*HOW TO COMPLETE THIS TASK*. The answer consists solely of the data below, reproduced exactly.

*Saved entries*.
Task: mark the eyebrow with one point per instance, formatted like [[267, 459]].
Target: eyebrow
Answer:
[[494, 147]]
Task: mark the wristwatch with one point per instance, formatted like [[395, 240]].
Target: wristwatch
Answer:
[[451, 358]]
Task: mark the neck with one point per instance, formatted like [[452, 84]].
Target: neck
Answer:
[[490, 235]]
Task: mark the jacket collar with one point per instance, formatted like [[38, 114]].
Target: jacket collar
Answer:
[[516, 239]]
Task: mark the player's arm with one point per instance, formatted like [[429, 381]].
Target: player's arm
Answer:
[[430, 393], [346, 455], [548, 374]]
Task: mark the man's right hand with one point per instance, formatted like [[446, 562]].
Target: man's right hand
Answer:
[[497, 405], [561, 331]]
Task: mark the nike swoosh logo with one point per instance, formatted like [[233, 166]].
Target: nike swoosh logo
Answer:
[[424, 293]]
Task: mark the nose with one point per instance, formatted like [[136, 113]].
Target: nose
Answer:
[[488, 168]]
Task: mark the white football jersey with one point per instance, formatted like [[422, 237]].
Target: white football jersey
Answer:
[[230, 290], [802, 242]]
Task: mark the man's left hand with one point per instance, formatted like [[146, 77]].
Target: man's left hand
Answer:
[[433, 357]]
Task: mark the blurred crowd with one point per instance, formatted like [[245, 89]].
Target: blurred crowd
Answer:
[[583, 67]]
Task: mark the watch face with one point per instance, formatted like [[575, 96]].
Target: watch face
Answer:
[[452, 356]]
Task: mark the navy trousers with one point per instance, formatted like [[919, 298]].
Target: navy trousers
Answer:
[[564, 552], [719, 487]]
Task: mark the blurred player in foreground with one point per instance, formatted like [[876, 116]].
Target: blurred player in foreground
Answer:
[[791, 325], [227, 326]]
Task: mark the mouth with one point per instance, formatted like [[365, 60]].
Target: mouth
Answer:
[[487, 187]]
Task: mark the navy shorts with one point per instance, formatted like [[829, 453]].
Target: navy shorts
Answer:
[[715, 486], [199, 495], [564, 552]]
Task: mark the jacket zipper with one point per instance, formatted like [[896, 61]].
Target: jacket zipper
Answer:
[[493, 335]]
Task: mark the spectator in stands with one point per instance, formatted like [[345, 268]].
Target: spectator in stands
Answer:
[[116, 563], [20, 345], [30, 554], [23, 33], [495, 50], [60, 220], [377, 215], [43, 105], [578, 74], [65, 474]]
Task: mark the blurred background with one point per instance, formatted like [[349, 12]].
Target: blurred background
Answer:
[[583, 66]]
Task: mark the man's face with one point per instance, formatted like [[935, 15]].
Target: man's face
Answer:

*EXPECTED ANSWER*.
Task: mark the eyebrow with one point per instance, formatted like [[267, 459]].
Target: eyebrow
Answer:
[[494, 147]]
Task: mark the wristwatch with one point per instance, formatted like [[395, 240]].
Target: wristwatch
Answer:
[[451, 358]]
Task: mark the neck with one point per instance, formatted like [[452, 84]].
Target: neck
Answer:
[[490, 235]]
Task: mark the jacket collar with one point per instance, formatted like [[38, 114]].
Target: jacket collar
Answer:
[[516, 239]]
Task: mark the player's arm with one point per instance, formatted like [[429, 381]].
Target: player's arm
Answer:
[[430, 393], [346, 455], [548, 374]]
Task: mark the man's right hand with one point per instance, formatted like [[446, 562]].
Target: man's right hand
Answer:
[[497, 405], [561, 331]]
Task: mark the nike swoosh logo with one point per instance, formatted like [[233, 166]].
Target: nike swoosh logo
Answer:
[[424, 293]]
Task: mark the nose with one point per instance, formatted like [[136, 113]].
Target: nose
Answer:
[[488, 168]]
Task: mark the white football jersey with one point per instance, formatted like [[422, 237]].
Target: white football jersey
Answer:
[[230, 290], [802, 242]]
Task: mark the man's left hand with one point per instance, formatted like [[146, 77]].
Target: man's left hand
Answer:
[[433, 357]]
Task: mark the blurred crowd with one point per instance, formatted like [[245, 89]].
Target: blurred crowd
Answer:
[[583, 67]]
Task: mark the watch face with one point per instance, formatted like [[575, 96]].
Target: watch face
Answer:
[[452, 356]]
Task: mark the navy trousers with one point per instance, formatted like [[919, 298]].
Target: navy trousers
Answer:
[[564, 552], [719, 487]]
Task: mark the blurred player in foreground with one point per instance, formatted like [[876, 116]].
Target: blurred player in foreground
Answer:
[[791, 325], [227, 326]]
Task: mark the mouth with one point per instance, formatted like [[365, 60]].
Target: mouth
Answer:
[[487, 187]]
Task: mark the navy shorts with one point per instance, formatted like [[829, 453]].
Target: navy shorts
Answer:
[[715, 486], [199, 495], [564, 552]]
Task: mark the jacket zipper with one point per instance, formatted like [[896, 61]].
Target: jacket zipper
Answer:
[[493, 335]]
Task: mark the spectator in stands with one point per instance, formatted like [[345, 268]].
Target: spectator in stands
Answer:
[[116, 563], [20, 345], [30, 554], [23, 33], [495, 50], [60, 220], [377, 215], [43, 105], [578, 74], [65, 474]]
Task: mark the blurred background with one point per instance, formatted like [[349, 12]].
Target: blurred background
Answer:
[[583, 66]]
Task: mark the man's face with one point per instance, formatted like [[935, 15]].
Target: man's face
Answer:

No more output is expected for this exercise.